→ Exercise goal
Copy out every row below word for word, but leave the pictures out.

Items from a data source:
◇ ◇ ◇ ◇ ◇ ◇ ◇

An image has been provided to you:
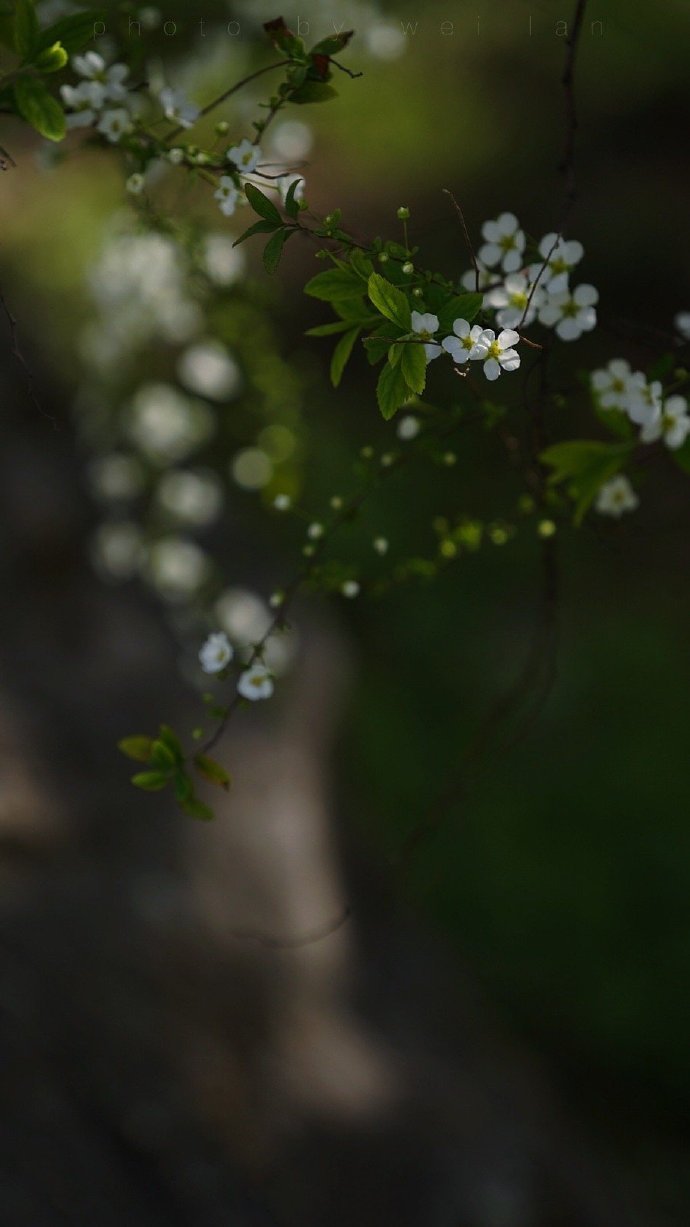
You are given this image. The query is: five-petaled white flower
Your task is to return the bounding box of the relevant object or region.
[539,285,599,341]
[469,328,519,380]
[594,474,640,520]
[237,660,274,701]
[640,396,690,450]
[214,174,239,217]
[584,358,645,410]
[158,86,201,128]
[227,137,262,174]
[478,213,524,272]
[484,270,545,328]
[97,107,134,145]
[411,310,443,362]
[532,232,584,294]
[199,631,235,674]
[441,319,481,366]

◇ ◇ ◇ ◇ ◇ ◇ ◇

→ In response
An image has been provided to you:
You are given this image. The query is: five-petaled white flower
Your task is to return the bounding box of the relevant object or region.
[539,285,599,341]
[469,328,519,380]
[594,474,640,520]
[237,660,274,701]
[640,396,690,450]
[214,174,239,217]
[584,358,645,410]
[158,86,201,128]
[227,137,262,174]
[478,213,524,272]
[484,270,545,328]
[97,107,134,145]
[411,310,443,362]
[532,232,584,294]
[199,631,235,674]
[441,319,481,366]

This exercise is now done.